Saved entries:
* * *

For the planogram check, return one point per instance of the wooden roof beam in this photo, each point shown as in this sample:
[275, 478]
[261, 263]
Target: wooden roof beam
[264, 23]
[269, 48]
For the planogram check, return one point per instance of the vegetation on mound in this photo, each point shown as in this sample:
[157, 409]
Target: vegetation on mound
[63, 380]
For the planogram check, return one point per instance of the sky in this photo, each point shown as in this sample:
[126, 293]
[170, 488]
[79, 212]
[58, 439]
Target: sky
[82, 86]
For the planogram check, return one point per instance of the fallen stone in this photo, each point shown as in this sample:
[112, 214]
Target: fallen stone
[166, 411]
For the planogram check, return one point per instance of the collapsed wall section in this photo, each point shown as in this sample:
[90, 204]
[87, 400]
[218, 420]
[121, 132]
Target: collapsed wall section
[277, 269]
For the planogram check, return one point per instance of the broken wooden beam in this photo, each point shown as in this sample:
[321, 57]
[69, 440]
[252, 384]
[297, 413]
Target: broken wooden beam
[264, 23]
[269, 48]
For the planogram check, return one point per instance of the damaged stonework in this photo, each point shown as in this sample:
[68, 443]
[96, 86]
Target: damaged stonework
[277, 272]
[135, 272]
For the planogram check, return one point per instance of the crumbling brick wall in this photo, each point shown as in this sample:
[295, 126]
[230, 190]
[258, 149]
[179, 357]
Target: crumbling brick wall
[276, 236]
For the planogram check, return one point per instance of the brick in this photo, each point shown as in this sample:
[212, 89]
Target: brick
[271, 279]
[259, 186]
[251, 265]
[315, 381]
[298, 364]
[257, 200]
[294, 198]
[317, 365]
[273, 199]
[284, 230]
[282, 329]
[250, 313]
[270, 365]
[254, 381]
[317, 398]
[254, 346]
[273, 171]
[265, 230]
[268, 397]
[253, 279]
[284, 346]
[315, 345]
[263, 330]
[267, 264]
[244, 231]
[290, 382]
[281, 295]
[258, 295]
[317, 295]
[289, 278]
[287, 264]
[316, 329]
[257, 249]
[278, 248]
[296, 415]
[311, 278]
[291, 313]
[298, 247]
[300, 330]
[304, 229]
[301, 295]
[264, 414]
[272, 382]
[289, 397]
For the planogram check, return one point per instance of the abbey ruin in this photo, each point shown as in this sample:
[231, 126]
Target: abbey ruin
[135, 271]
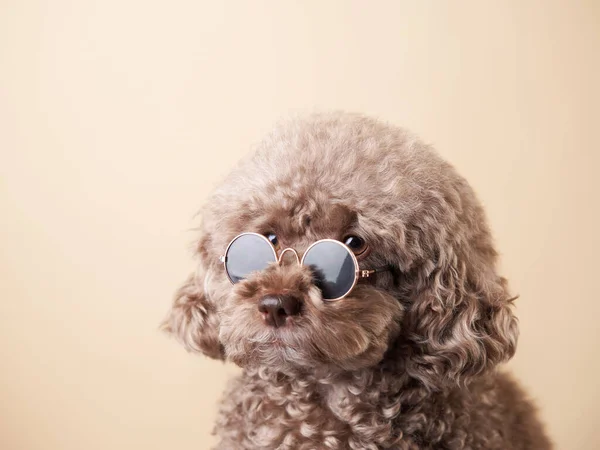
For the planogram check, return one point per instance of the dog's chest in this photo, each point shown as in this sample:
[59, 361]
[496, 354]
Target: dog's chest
[305, 415]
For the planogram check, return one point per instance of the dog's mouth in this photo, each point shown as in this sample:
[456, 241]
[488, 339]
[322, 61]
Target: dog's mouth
[349, 334]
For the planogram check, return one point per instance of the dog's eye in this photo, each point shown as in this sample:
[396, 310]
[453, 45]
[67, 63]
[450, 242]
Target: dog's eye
[356, 244]
[272, 237]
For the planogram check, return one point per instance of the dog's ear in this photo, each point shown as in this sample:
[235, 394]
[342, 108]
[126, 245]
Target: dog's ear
[193, 320]
[460, 322]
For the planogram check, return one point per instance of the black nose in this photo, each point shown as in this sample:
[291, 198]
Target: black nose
[276, 309]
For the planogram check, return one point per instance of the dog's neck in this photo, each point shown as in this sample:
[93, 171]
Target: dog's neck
[386, 380]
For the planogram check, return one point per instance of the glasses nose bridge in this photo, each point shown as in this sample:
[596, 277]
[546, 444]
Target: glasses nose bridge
[286, 250]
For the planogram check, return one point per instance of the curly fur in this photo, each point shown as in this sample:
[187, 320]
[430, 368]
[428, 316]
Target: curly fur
[406, 362]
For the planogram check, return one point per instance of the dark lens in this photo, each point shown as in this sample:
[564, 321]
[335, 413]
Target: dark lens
[333, 267]
[248, 253]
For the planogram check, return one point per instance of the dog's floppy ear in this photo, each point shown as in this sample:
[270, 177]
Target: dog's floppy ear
[460, 321]
[193, 320]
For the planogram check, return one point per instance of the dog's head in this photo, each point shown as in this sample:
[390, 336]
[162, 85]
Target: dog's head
[439, 313]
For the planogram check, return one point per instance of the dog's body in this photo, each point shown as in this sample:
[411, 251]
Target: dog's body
[408, 361]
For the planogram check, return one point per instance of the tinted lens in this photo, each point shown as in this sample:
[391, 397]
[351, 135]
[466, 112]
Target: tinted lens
[248, 253]
[333, 267]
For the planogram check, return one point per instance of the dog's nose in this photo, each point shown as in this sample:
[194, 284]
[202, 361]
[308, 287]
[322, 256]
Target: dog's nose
[277, 308]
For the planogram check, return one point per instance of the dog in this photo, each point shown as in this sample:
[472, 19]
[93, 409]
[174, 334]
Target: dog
[403, 353]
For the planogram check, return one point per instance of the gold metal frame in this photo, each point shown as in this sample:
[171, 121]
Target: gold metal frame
[358, 272]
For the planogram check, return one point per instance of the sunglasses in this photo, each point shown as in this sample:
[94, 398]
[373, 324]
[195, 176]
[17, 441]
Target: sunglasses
[333, 264]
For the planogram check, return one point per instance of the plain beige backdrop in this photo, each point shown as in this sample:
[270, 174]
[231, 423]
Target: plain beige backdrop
[117, 117]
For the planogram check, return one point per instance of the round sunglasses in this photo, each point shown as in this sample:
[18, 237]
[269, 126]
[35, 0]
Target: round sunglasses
[335, 268]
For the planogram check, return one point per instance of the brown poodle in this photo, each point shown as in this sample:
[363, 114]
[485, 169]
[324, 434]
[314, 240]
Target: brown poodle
[408, 358]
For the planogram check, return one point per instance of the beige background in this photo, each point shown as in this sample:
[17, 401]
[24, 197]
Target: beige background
[116, 118]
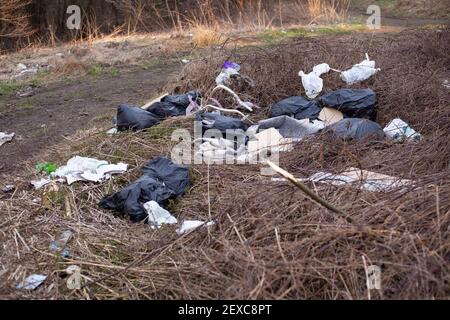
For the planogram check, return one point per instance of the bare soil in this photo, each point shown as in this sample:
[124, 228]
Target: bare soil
[59, 109]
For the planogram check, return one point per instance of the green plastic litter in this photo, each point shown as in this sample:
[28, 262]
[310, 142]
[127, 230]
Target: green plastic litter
[47, 167]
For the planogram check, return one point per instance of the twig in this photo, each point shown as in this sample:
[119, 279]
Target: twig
[309, 192]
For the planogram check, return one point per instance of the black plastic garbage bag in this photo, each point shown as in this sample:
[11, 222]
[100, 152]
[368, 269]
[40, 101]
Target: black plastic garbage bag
[353, 103]
[356, 128]
[173, 105]
[182, 99]
[297, 107]
[161, 180]
[134, 118]
[212, 120]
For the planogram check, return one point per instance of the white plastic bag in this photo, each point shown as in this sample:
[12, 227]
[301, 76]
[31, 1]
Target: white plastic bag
[191, 225]
[398, 130]
[158, 216]
[228, 69]
[88, 169]
[360, 72]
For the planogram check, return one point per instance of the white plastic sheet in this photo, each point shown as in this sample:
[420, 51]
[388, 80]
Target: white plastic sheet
[191, 225]
[158, 216]
[5, 137]
[398, 130]
[229, 69]
[74, 280]
[366, 180]
[312, 83]
[88, 169]
[32, 282]
[360, 72]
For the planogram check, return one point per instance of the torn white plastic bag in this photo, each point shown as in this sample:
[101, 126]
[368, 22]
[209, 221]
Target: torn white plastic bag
[158, 216]
[367, 180]
[228, 69]
[218, 149]
[88, 169]
[32, 282]
[191, 225]
[74, 280]
[360, 72]
[398, 130]
[312, 83]
[5, 137]
[321, 69]
[38, 184]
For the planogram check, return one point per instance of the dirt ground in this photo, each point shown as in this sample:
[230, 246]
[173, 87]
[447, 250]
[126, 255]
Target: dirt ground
[57, 110]
[270, 241]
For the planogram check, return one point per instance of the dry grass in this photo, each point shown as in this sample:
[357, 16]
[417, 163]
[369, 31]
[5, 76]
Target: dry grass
[204, 36]
[70, 66]
[270, 241]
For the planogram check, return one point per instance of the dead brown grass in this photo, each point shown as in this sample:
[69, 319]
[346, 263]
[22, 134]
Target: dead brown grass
[270, 241]
[70, 66]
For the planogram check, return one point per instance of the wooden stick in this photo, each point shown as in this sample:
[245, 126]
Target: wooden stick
[309, 192]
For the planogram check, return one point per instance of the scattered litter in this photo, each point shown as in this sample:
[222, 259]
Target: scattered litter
[25, 92]
[290, 127]
[369, 181]
[32, 282]
[59, 245]
[158, 216]
[191, 225]
[330, 116]
[112, 131]
[312, 83]
[266, 139]
[38, 184]
[25, 70]
[161, 180]
[174, 105]
[446, 84]
[247, 105]
[74, 280]
[398, 130]
[229, 69]
[218, 149]
[297, 107]
[353, 103]
[5, 137]
[193, 107]
[46, 167]
[214, 120]
[134, 118]
[360, 72]
[21, 67]
[9, 188]
[356, 128]
[88, 169]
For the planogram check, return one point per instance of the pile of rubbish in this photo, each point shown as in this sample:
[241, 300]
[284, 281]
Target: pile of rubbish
[78, 169]
[344, 113]
[5, 137]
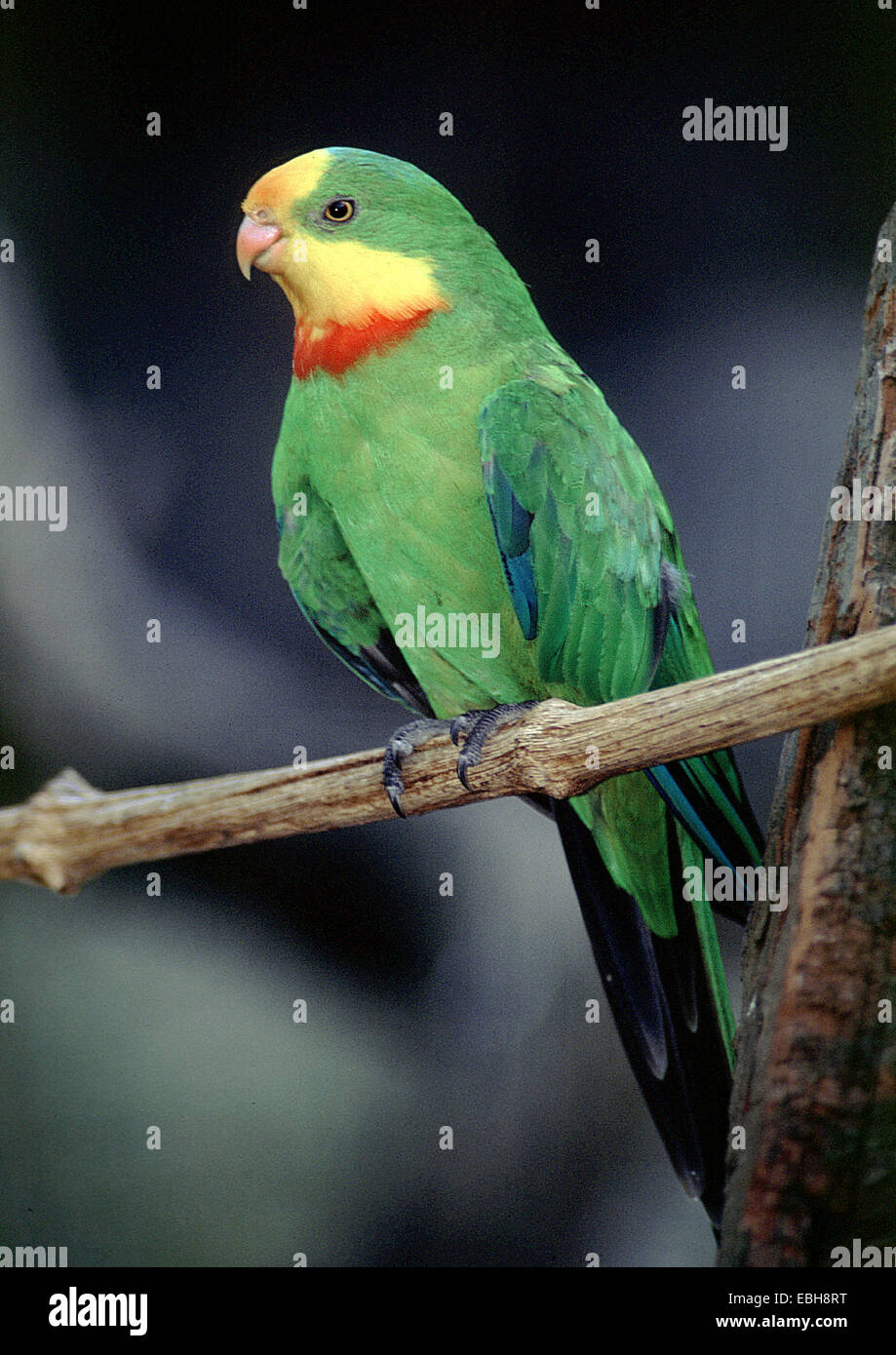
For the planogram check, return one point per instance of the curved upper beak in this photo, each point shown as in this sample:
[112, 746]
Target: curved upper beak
[253, 240]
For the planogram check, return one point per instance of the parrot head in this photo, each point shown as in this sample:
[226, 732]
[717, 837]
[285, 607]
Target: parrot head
[365, 247]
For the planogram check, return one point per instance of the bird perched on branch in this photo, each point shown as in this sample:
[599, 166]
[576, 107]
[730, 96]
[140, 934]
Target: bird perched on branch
[466, 523]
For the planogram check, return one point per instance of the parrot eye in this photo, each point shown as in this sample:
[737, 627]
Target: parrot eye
[340, 209]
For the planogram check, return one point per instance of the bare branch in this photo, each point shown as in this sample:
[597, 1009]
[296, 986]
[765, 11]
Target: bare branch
[69, 832]
[815, 1093]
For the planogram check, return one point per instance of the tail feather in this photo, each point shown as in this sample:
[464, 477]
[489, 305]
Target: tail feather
[662, 1001]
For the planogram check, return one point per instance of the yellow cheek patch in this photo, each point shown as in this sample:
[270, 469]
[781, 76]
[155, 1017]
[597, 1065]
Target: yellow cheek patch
[344, 282]
[288, 183]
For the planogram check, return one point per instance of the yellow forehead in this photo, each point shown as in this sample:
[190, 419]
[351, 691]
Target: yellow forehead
[288, 183]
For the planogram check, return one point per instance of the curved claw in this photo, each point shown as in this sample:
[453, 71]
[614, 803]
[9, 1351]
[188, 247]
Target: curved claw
[402, 744]
[479, 726]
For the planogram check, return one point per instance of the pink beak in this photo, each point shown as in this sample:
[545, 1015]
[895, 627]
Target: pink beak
[251, 242]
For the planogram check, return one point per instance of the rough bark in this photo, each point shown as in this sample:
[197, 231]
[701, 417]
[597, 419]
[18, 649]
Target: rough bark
[68, 831]
[815, 1087]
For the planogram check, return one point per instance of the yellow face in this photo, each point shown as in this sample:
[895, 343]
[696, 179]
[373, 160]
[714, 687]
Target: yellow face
[327, 280]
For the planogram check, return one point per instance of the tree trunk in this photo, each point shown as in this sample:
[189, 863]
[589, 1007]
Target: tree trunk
[815, 1088]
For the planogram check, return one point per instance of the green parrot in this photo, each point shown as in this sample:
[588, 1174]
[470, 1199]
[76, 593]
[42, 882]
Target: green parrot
[469, 527]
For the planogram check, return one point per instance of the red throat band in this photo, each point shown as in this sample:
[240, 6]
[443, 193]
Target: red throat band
[337, 347]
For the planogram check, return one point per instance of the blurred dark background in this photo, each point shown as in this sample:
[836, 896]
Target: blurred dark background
[423, 1011]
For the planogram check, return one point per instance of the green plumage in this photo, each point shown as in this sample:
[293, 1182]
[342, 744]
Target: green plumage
[473, 468]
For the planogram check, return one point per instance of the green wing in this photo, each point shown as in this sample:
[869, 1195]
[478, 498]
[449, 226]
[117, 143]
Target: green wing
[598, 583]
[336, 600]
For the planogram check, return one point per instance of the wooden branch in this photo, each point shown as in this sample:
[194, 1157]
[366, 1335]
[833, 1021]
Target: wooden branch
[69, 832]
[815, 1088]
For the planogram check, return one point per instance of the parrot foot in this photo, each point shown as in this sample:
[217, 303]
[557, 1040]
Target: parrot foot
[476, 726]
[400, 747]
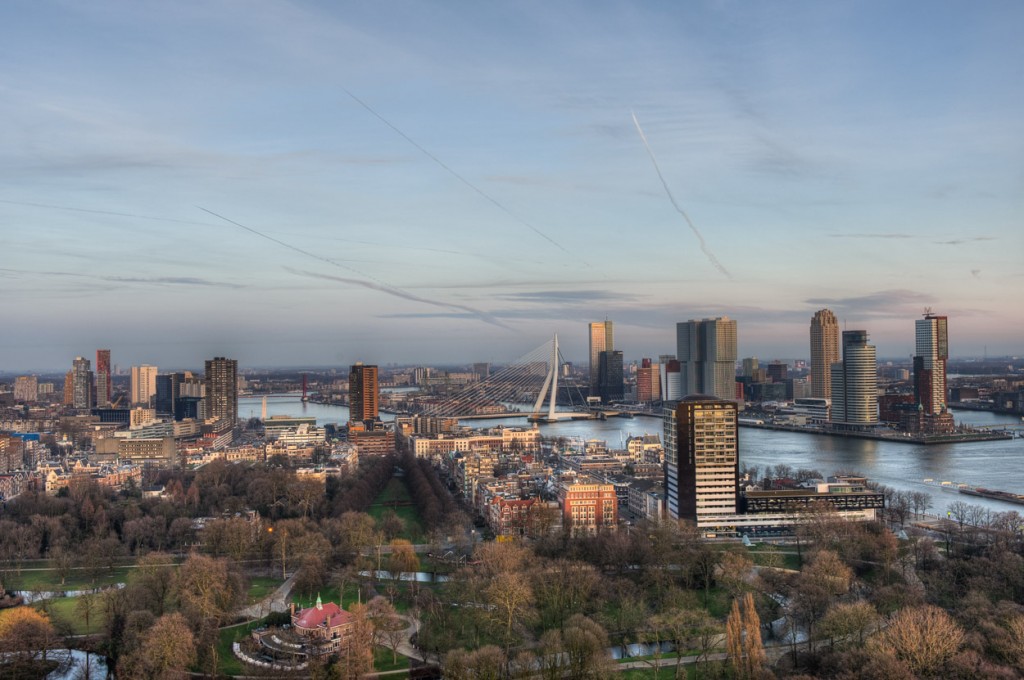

* * *

- **ASSIGNED TASK**: In the records above, locate the line with "Target: wooden branch"; output it and each line after it through the last one, exactly, omitting pictures.

- **ANSWER SECTION**:
Target: wooden branch
[69, 832]
[815, 1088]
For the planogram check, return one point per instance of the parrot foot in this photo, each point shown as in this sample:
[217, 303]
[557, 1040]
Target: parrot foot
[476, 726]
[400, 747]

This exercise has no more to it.